_Task directions_
Pick up the piece on whether it's too late to get into Bitcoin and blockchain, and keep writing from its last sentence.

_Excerpt to read_
Is it Too Late to Get into Bitcoin and Blockchain?

At Quora, I occasionally play, “Ask the expert”. Several hundred of my Quora answers are linked at the top right. Today, I was asked “Is it too late to get into Bitcoin and the Blockchain”.

A few other Bitcoin enthusiasts interpreted the question to mean “Is it too late to invest in Bitcoin”. But, I took to to mean “Is it too late to develop the next big application—or create a successful startup?”. This is my answer. [co-published at Quora]…


The question is a lot like asking if it is too late to get into the television craze—back in the early 1930s. My dad played a small role in this saga. He was an apprentice to Vladamir Zworykin, inventor of the cathode ray tube oscilloscope. (From 1940 until the early 2000s, televisions and computer monitors were based on the oscilloscope). So—for me—there is fun in this very accurate analogy…

John Logie Baird demonstrated his crude mechanical Televisor in 1926. For the next 8 years, hobbyist TV sets were mechanical. Viewers peeked through slots on a spinning cylinder or at an image created from edge-lit spinning platters. The legendary Howdy Doody, Lucille Ball and Ed Sullivan were still decades away.

The Baird Televisor, c.1936

But the Televisor was not quite a TV. Like the oscilloscope and the zoetrope, it was a technology precursor. Philo T. Farnsworth is the Satoshi Nakamoto of television. He is credited with inventing TV [photo below]. Yet, he did not demonstrate the modern ‘cathode ray’ television until 1934.

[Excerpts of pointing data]
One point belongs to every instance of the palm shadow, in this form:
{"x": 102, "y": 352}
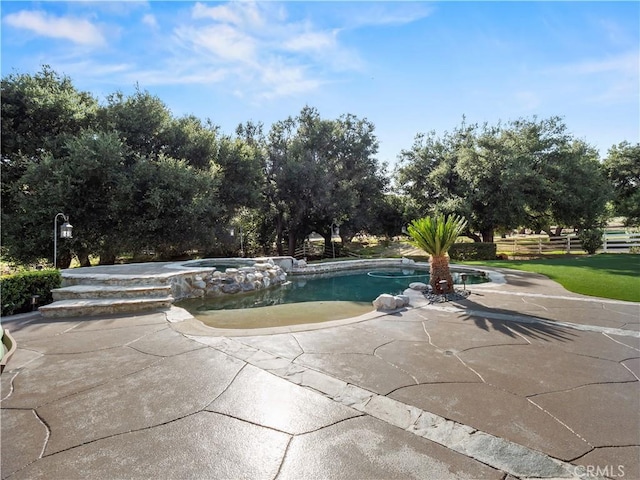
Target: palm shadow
{"x": 513, "y": 323}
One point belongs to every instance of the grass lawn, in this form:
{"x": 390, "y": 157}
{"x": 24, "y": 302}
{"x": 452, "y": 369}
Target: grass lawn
{"x": 613, "y": 275}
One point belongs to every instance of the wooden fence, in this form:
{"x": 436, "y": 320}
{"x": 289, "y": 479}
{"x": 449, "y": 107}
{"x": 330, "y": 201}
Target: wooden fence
{"x": 524, "y": 245}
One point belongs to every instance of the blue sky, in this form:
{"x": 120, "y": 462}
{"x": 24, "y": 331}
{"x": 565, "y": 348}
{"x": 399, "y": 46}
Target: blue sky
{"x": 408, "y": 67}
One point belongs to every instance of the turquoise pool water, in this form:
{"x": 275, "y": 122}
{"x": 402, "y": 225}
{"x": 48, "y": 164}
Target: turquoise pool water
{"x": 352, "y": 286}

_Response to the task_
Farnsworth demonstrates TV

The first broadcast by NBC was in July 1936, ten years years after the original Baird invention. (Compare this to Bitcoin and the blockchain, which are only 7 years old).

Most early TV set brands died during the first 10 years of production: Who recalls Dumont, Andrea and Cossor? Those pioneering brands are a faint footnote to history! Bear in mind that this was all before anyone had heard of Lucille Ball, The Tonight Show or the Honeymooners. In the late 1950s, Rod Serling formed Cayuga Productions to film the Twilight Zone in New York. Hollywood had few studios for dramatic television production, and the west coast lacked an infrastructure for weekly episode distribution.

Through the 1950s (25 years after TV was demonstrated), there was no DVR, DVD or even video tape. Viewers at home watched live broadcasts at the same time as the studio audience.

The short answer to your question: No! It’s not too late to get into Bitcoin and the blockchain. In fact, we are in the very early era. The ship is just pulling into the dock and seats are mostly empty. The big beneficiaries of blockchain technology (application, consulting, investing or savings) have not yet formed their first ventures. Many of the big players of tomorrow have not yet been born.

At this early stage, the only risk of missing the Bitcoin boat is to assume that it is a house of cards—or passing fad. It is not! It is more real than the California gold rush. But in this case, prospectors are subject to far less risk and chance.


Ellery Davies is co-chair of Cryptocurrency Standards Association. He is also a frequent contributor to Quora and editor at A Wild Duck.

3 thoughts on “Is it Too Late to Get into Bitcoin and Blockchain?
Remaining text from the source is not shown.